What you need to do:
**a.** In the account of Joseph and Shuto, where did Joseph find budget lodging?
**b.** In the account of Joseph and Shuto, rewrite the passage from "Shuto introduced Joseph" to "assisting foreign patients.", switching "advanced" to "lent".
**c.** According to the account of Joseph and Shuto, why did Shuto take Joseph under his wing?

[Text under study Boundary: Start]

Without a Japanese medical license, Joseph is unable to practice in Japan. He told Shuto about his interest in further education and helping to support Japanese medical activities in Africa. That was music to Shuto's ears.
Shuto took Joseph under his wing: "Through him, I remembered the dream of my youth. But it's about more than that when you see how much passion and thoughtfulness, he has despite the hardships he has endured. I think everyone would want to support him."
Shuto introduced Joseph to the graduate School of Health Innovation and advanced him money to cover the fees. The school accepted progressive payment for tuition and Shuto found Joseph a job at a major hospital in Kamakura city assisting foreign patients.
"It was a big change delivering me from labor work and total uncertainty," says Joseph. "I had absolutely no idea when the Japanese government will answer my claim as a refugee. It is so hard to be accepted. But at least with a Japanese education, I knew I would not end up with nothing."
He was able to find budget lodging at the nearby Arrupe Refugee Center which had just opened under the direction of a former CTIC director he knew.

[Text under study Boundary: End]
[Data for review Boundary: Start]

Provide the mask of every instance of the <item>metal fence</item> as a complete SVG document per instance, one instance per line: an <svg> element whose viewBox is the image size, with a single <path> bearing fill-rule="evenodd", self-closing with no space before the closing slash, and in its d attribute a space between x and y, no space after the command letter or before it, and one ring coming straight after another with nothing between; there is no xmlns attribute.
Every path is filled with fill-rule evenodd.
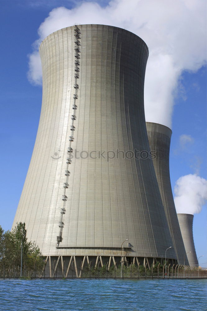
<svg viewBox="0 0 207 311"><path fill-rule="evenodd" d="M107 267L99 266L91 268L90 266L83 269L78 270L73 264L69 271L53 269L53 271L46 270L45 266L43 269L37 269L29 268L25 265L22 267L21 272L19 267L0 267L0 278L16 278L21 277L25 279L33 278L96 278L130 279L154 278L207 278L207 269L200 267L192 267L187 266L177 266L174 268L169 269L169 266L165 266L156 268L152 267L149 269L146 267L135 267L131 265L127 267L115 266L107 269Z"/></svg>

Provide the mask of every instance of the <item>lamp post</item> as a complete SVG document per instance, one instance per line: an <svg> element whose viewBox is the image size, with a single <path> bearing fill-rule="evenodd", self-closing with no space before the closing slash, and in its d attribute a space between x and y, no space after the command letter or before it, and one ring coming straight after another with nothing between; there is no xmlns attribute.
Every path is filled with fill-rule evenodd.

[Data for review Boundary: End]

Responses for each task:
**a.** He found it at the nearby Arrupe Refugee Center.

**b.**
Shuto introduced Joseph to the graduate School of Health Innovation and lent him money to cover the fees. The school accepted progressive payment for tuition and Shuto found Joseph a job at a major hospital in Kamakura city assisting foreign patients.

**c.** Through Joseph, Shuto remembered the dream of his youth. He was also moved by how much passion and thoughtfulness Joseph had despite the hardships he had endured, and he thought everyone would want to support him.